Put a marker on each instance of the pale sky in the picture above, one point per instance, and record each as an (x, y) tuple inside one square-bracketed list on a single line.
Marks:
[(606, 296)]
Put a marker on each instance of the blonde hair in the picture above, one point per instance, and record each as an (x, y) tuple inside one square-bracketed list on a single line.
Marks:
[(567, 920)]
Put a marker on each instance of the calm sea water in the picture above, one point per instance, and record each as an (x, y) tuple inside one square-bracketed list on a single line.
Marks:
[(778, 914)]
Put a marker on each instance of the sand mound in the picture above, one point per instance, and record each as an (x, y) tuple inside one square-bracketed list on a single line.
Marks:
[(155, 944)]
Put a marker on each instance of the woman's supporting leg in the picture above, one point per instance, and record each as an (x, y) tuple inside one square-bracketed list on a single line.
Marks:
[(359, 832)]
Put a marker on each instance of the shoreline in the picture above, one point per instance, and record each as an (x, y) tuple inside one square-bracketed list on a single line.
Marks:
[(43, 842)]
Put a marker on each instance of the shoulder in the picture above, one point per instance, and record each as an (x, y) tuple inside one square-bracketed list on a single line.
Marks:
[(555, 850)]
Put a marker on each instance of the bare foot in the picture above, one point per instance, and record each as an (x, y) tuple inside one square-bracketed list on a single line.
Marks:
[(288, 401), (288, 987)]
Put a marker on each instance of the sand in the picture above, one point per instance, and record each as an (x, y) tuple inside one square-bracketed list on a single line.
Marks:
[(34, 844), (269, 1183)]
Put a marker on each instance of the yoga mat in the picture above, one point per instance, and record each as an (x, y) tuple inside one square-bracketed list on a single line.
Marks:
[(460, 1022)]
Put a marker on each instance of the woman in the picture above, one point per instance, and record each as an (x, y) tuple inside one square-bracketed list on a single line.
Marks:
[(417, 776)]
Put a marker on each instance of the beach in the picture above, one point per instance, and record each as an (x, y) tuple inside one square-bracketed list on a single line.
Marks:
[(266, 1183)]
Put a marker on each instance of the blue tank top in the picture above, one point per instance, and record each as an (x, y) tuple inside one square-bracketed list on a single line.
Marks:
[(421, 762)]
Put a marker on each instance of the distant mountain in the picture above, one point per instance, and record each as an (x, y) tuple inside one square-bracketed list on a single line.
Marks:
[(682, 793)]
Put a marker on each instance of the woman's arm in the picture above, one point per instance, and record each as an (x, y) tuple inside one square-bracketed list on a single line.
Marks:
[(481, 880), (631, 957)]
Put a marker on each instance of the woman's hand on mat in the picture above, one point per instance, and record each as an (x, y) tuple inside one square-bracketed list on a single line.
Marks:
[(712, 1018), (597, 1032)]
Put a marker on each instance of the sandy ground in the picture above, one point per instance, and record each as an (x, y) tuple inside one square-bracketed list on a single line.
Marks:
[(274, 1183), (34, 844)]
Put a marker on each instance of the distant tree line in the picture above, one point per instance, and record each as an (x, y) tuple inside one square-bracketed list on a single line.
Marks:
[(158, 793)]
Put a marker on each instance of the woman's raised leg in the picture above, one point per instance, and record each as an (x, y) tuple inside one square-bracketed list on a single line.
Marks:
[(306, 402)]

--- --- ---

Print the material above verbatim, first line through the line containing "Put a marker on each instance of the shoreline", both included.

Answer section —
Put a marker on each instance of the pale sky in the picture above, one point per instance, and record each as an (x, y) tuple inside one square-bracketed list on a single line.
Marks:
[(606, 296)]
Put a marker on each instance of the blonde hair in the picture above, one point per instance, and record each as an (x, y) tuple inside one square-bracketed list on a single line.
Marks:
[(567, 920)]
Put a marker on each instance of the calm sea water in the picture above, one point per instance, and record each as an (x, y) tuple inside one square-bracketed list on a single line.
Marks:
[(778, 914)]
Put a marker on each instance of the sand mound in the picture above, one point per instance, and record each as an (x, y) tuple inside one square-bracketed list on a single line.
Marks:
[(155, 944)]
Put a marker on each instance of the woman's supporting leg in the picture above, one point per instance, and record each as an (x, y) tuple inside one square-bracketed list on a single line.
Marks:
[(359, 832)]
Put a marker on each instance of the shoreline in the picture above, one point per instance, and record each as an (x, y) tuple inside one square-bracketed list on a single line.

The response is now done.